• **Extract provided**:

Keeping Melanesian spirit alive
The National, Wednesday 24th October, 2012
WHEN, in 1981, the Papua New Guinea parliament responded favourably to a request for military intervention by Vanuatu’s young prime minister Fr Walter Lini and made its first decision ever to send its soldiers to war on foreign soil, much of the rest of the world, including Australia and New Zealand who were largely subsidising the PNG Defence Force, scoffed at the decision.
The Kumul Force’s successful intervention in the secessionist uprising by rebel Jimmy Stevens on the island of Espirito Santo was referred to in official documents as the “coconut war”, maybe in reference to coconuts suffering more casualties than humans there or, perhaps, because the aging PNG DC3s flew at coconut palm top level going into Port Vila.
Whatever other governments might have thought of the intervention, what mattered most was the government that asked for assistance and got it – the government and people of Vanuatu.

• **Listed entries**:

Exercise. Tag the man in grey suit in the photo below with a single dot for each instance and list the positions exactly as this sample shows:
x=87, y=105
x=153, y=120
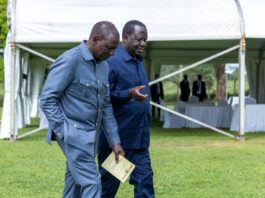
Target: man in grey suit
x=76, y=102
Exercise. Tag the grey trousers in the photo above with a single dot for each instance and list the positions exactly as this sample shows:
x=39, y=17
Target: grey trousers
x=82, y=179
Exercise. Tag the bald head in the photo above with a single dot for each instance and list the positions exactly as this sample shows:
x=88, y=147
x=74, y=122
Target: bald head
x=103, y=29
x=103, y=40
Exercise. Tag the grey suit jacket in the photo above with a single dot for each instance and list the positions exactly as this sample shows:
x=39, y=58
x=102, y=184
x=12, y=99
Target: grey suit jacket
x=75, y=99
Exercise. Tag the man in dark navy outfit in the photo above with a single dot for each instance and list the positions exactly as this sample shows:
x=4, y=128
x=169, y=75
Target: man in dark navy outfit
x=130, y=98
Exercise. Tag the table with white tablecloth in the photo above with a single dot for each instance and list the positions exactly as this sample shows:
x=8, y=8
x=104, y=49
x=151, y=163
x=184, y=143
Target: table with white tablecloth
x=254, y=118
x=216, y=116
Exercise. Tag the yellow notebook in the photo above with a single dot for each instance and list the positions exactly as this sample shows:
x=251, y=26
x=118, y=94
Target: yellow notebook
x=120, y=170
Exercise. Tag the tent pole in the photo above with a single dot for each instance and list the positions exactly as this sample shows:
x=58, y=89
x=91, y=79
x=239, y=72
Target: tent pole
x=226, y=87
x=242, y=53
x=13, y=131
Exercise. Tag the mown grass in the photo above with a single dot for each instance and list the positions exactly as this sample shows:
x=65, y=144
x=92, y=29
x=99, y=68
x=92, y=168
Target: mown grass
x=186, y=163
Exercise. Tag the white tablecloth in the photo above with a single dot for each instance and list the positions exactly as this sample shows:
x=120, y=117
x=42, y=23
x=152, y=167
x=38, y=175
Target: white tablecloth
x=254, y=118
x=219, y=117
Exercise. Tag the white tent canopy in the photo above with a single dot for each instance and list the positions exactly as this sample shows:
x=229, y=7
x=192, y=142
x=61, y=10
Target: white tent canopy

• **Work to complete**:
Decide whether each statement agrees with the article above about Papua New Guinea's 1981 military intervention in Vanuatu, answering yes or no and quoting the deciding words: (a) the 1981 decision was the first time the Papua New Guinea parliament chose to send its soldiers to war on foreign soil; (b) Australia and New Zealand praised the decision; (c) Fr Walter Lini led the secessionist uprising on Espirito Santo.

• **Exercise answer**:
(a) Yes: "made its first decision ever to send its soldiers to war on foreign soil"
(b) No: "scoffed at the decision"
(c) No: "the secessionist uprising by rebel Jimmy Stevens on the island of Espirito Santo"